**Die Aufgabe:**
Beantworte mithilfe des Textauszugs über den Paragrafen zur Datenhehlerei diese Fragen:
1. In welchem Jahr wurde der Strafparagraf der „Datenhehlerei“ eingeführt?
2. Für welche zwei Organisationen legte die GFF neben den Journalisten und Bloggern die Verfassungsbeschwerde ein?
3. Von welchem Datum ist der Beschluss des Bundesverfassungsgerichts?

**Auszug aus Dokument:**
******

In dem Streit geht es um den 2015 eingeführten Strafparagrafen der „Datenhehlerei“ (Paragraf 202d Strafgesetzbuch). Er stellt unter bestimmten Voraussetzungen die Weitergabe rechtswidrig erlangter Daten unter Strafe. Damit soll beispielsweise der Handel mit gestohlenen Kreditkartendaten bekämpft werden.
Investigative Journalistinnen und Journalisten sahen dadurch ihre Arbeit gefährdet. Der Paragraf sei so schwammig formuliert, dass die journalistische Auswertung ihnen zugespielter Daten sie vor Gericht bringen könne. Auch mögliche Informanten würden eingeschüchtert.
Die Gesellschaft für Freiheitsrechte (GFF) in Berlin legte für sieben Journalisten und Blogger sowie die Organisationen netzpolitik.org und Reporter ohne Grenzen eine Verfassungsbeschwerde ein. Als Beispiel nannte die GFF dabei die Berichterstattung eines der Beschwerdeführer über ein Onlineportal zur Partnersuche. Nach Zahlung einer Gebühr konnten Nutzer dort mit vermeintlichen anderen Interessierten kommunizieren. Durch Auswertung eines ihm zugespielten Archivs konnte der Hörfunkjournalist belegen, dass viele angebliche Nutzerinnen gar nicht existierten. Eine Partnerin suchende Männer kommunizierten stattdessen mit einer Computersimulation.
Mit seinem jetzt schriftlich veröffentlichten Beschluss vom 30. März 2022 nahm das Bundesverfassungsgericht diese nicht zur Entscheidung an. „Die Verfassungsbeschwerde ist unzulässig, weil die Beschwerdeführer die Möglichkeit einer Verletzung von Grundrechten durch die angegriffenen Regelungen nicht hinreichend substanziiert dargelegt haben.“
Nach dem Vortrag der Beschwerdeführer und der GFF sei nicht ersichtlich, dass ein grundrechtlich geschütztes Verhalten der Journalisten nach dem neuen Paragrafen strafbar sei. So seien das hier genannte und auch weitere Beispiele „eindeutig nicht umfasst“. Selbst wenn Informanten diese Daten rechtswidrig erlangt haben sollten, treffe die Strafandrohung nicht die Journalisten, die sie auswerten.

******

**Bereitgestellte Daten:**

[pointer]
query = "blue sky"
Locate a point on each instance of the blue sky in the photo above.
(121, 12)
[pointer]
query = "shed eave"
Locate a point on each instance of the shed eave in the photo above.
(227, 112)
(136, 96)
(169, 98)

******

**Ergebnis der Übung:**
1. Der Strafparagraf wurde 2015 eingeführt.
2. Es waren die Organisationen netzpolitik.org und Reporter ohne Grenzen.
3. Der Beschluss ist vom 30. März 2022.